EXCERPT TO READ:
— BEGIN —

With the popularity of the Batman (1966) television series, director Jerry Warren decided to make his own bat-focused superhero film. After being sued for copyright infringement, Warren re-released the film under the title She Was a Hippy Vampire. Like Warren's other films, it's seen by modern critics and filmmakers as almost watchable. Almost.

The film's Cold Open features two so-called "Bat Girls" initiating a third by giving her a Dick Tracy-esque wrist radio and making her drink a red concoction which turns out to be a smoothie (because they're only "synthetic" vampires). Note that this prologue was filmed and added to the movie only after the aforementioned lawsuit; therefore, the three girls vanish from the rest of the movie.

Meanwhile, other Bat Girls are busily patroling the city, and one particular Bat Girl is kidnapped from a nightclub filled with her dancing colleagues. This Bat Girl, it turns out, is to be used as a bargaining chip by Mexican wrestler cum supervillain Rat Finknote , to coerce Batwoman into helping him steal an atomic-powered listening device. But Batwoman insists on personally verifying the girl's safety first, and Rat Fink complies, allowing Batwoman to rescue her and not have to commit the crime.

Whew. That wasn't so bad, now was it? Oh, wait; it's not over yet.

Now aware of Rat Fink's designs on the Atomic Hearing Aid, Batwoman alerts the device's manufacturer and arranges for her Bat Girls to guard the device until such time as it can be disposed of. But Rat Fink's goons infiltrate the company's office building using Paper Thin Disguises and drug everyone, allowing them to steal the device and kidnap that same Bat Girl again by the young Mook who has fallen in love with her.

Batwoman follows up her failed guard duty with a failed seance, then with a failed search of the nearby beaches — during which all her Bat Girls are kidnapped and taken to Rat Fink's Elaborate Underground Base (where he keeps his Mole People). But Batwoman had anticipated this (somehow) and has followed him here.

The film doesn't end here, but this summary does. Because words simply cannot describe the sheer goofiness of that climactic fight scene. Or the Dénouement afterwards. But, if you're brave, you can read for yourself, here.

Not to be confused with Batwoman, a DC Comics character. Though, obviously, that's what the producer was hoping for.

For the Mystery Science Theater 3000 version, please go to the episode recap page.

— END —

EXERCISE 1: Render this sentence from the Batwoman film recap into Spanish: "But Batwoman insists on personally verifying the girl's safety first, and Rat Fink complies, allowing Batwoman to rescue her and not have to commit the crime."
EXERCISE 2:
Using the Batwoman film recap, answer each question briefly:
(a) Under what title was the film re-released after the copyright suit?
(b) What does the red concoction in the Cold Open turn out to be?
(c) What device does Rat Fink want to steal?
EXERCISE 3:
For each statement, say yes or no depending on whether the Batwoman film recap supports it, and quote the words that settle it:
(a) The Cold Open was filmed before the lawsuit.
(b) Rat Fink's goons get into the manufacturer's office building in disguise.
(c) Batwoman's seance is successful.
The items after this point come from a separate source and are unrelated to the Batwoman film recap.

DATA ENTRIES:

— BEGIN —

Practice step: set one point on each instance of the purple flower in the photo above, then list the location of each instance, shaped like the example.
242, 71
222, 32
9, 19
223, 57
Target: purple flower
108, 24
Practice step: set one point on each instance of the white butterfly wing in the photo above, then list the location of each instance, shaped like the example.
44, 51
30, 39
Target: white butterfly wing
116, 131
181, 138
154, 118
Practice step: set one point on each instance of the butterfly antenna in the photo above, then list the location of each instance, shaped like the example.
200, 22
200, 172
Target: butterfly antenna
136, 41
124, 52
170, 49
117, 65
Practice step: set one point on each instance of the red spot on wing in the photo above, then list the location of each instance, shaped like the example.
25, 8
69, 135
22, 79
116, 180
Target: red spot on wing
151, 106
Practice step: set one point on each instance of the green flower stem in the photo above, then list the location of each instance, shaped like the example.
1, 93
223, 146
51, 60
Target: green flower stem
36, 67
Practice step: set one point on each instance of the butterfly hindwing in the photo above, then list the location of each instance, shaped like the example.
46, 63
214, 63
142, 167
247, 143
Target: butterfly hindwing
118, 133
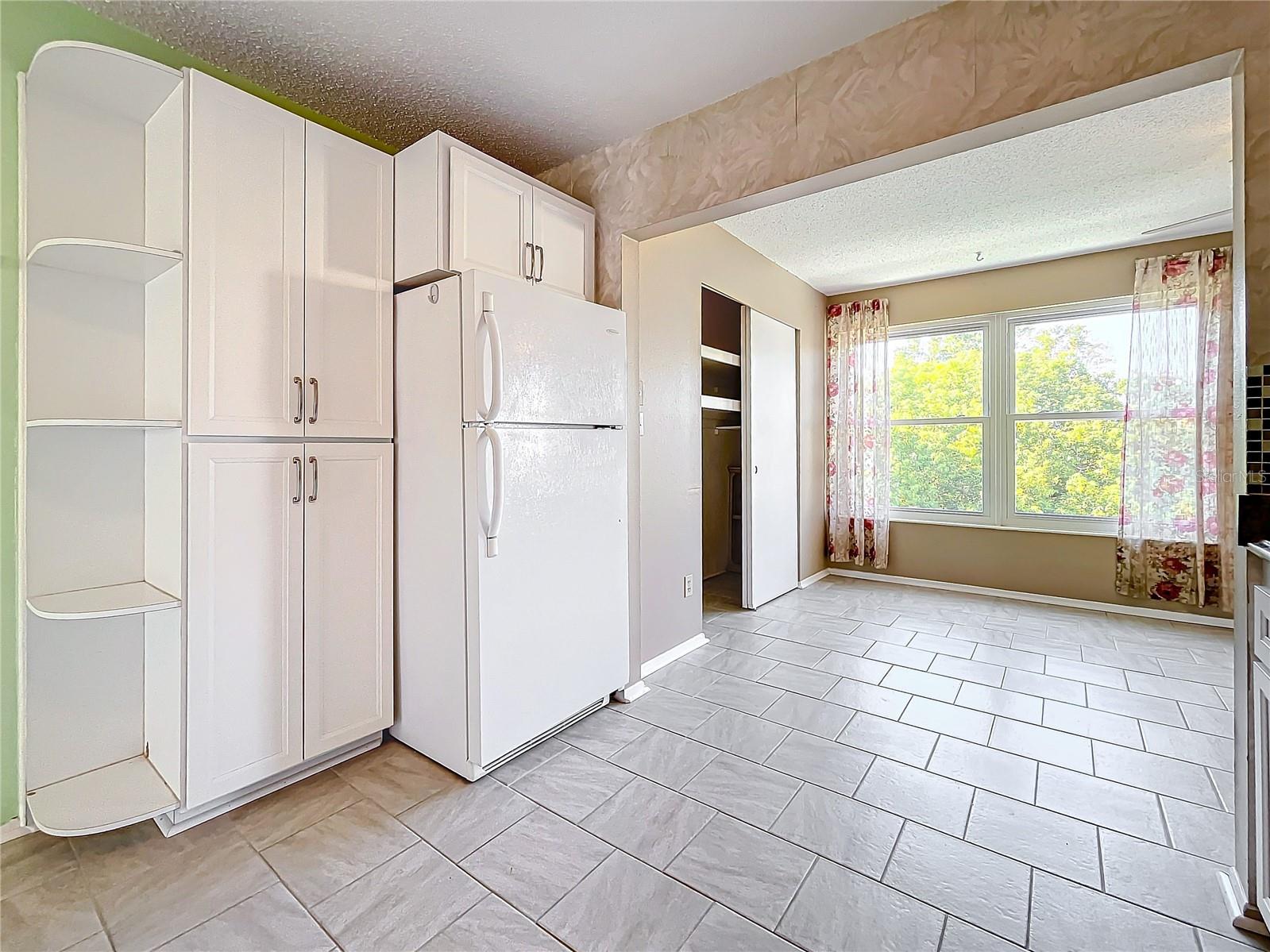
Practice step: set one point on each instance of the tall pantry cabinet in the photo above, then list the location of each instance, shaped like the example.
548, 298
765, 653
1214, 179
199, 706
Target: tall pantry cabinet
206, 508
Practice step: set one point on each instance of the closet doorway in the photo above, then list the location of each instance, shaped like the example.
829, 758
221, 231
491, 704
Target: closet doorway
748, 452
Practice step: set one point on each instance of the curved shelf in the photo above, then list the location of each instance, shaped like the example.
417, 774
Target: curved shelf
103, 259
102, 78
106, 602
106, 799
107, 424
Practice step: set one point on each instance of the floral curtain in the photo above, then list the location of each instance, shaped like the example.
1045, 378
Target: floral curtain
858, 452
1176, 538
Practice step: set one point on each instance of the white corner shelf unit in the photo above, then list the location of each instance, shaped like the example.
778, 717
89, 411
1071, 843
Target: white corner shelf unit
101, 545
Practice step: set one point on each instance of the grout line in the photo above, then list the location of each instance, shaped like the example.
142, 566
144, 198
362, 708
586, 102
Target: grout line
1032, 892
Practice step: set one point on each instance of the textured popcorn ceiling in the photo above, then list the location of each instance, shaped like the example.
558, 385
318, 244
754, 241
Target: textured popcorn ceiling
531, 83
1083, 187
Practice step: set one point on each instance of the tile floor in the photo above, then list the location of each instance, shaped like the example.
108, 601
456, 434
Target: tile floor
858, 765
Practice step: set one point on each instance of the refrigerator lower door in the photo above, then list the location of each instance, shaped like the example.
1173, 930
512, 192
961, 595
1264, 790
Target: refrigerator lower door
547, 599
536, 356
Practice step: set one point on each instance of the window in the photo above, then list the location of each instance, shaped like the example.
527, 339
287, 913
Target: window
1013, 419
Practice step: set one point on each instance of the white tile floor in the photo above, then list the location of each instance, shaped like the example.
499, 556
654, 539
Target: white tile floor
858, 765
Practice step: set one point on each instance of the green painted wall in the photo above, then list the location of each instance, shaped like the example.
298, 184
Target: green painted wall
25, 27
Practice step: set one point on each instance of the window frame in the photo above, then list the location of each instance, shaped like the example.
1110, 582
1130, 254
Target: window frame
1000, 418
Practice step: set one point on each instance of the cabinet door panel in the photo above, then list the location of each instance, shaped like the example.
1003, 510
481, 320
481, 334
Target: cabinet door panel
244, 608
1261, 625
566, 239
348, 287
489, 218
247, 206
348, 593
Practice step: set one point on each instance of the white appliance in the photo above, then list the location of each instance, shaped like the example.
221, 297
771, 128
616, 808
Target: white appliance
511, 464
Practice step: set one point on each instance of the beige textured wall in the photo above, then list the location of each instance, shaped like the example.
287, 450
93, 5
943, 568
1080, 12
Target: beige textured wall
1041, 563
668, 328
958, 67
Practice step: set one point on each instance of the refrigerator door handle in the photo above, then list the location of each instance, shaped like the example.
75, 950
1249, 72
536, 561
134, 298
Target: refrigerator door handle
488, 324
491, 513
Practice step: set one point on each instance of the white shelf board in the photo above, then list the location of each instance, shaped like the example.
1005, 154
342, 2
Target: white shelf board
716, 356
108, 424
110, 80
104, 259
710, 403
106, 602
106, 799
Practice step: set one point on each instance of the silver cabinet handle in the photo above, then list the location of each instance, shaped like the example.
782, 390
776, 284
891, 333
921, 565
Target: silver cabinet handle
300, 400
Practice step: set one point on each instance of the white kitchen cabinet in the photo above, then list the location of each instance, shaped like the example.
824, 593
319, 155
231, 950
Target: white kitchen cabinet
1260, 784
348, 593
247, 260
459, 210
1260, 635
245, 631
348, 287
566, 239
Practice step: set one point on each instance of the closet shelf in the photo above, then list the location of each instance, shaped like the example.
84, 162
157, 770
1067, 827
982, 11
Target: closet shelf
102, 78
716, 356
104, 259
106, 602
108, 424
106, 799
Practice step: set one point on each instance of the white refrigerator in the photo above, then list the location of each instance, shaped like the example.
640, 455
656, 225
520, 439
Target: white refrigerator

— END —

EXERCISE RESULT 1: Pero Batwoman insiste en verificar personalmente primero que la chica esté a salvo, y Rat Fink accede, lo que permite a Batwoman rescatarla y no tener que cometer el crimen.

EXERCISE RESULT 2:
(a) She Was a Hippy Vampire
(b) A smoothie
(c) An atomic-powered listening device, the Atomic Hearing Aid

EXERCISE RESULT 3:
(a) No: "this prologue was filmed and added to the movie only after the aforementioned lawsuit"
(b) Yes: "Rat Fink's goons infiltrate the company's office building using Paper Thin Disguises"
(c) No: "Batwoman follows up her failed guard duty with a failed seance"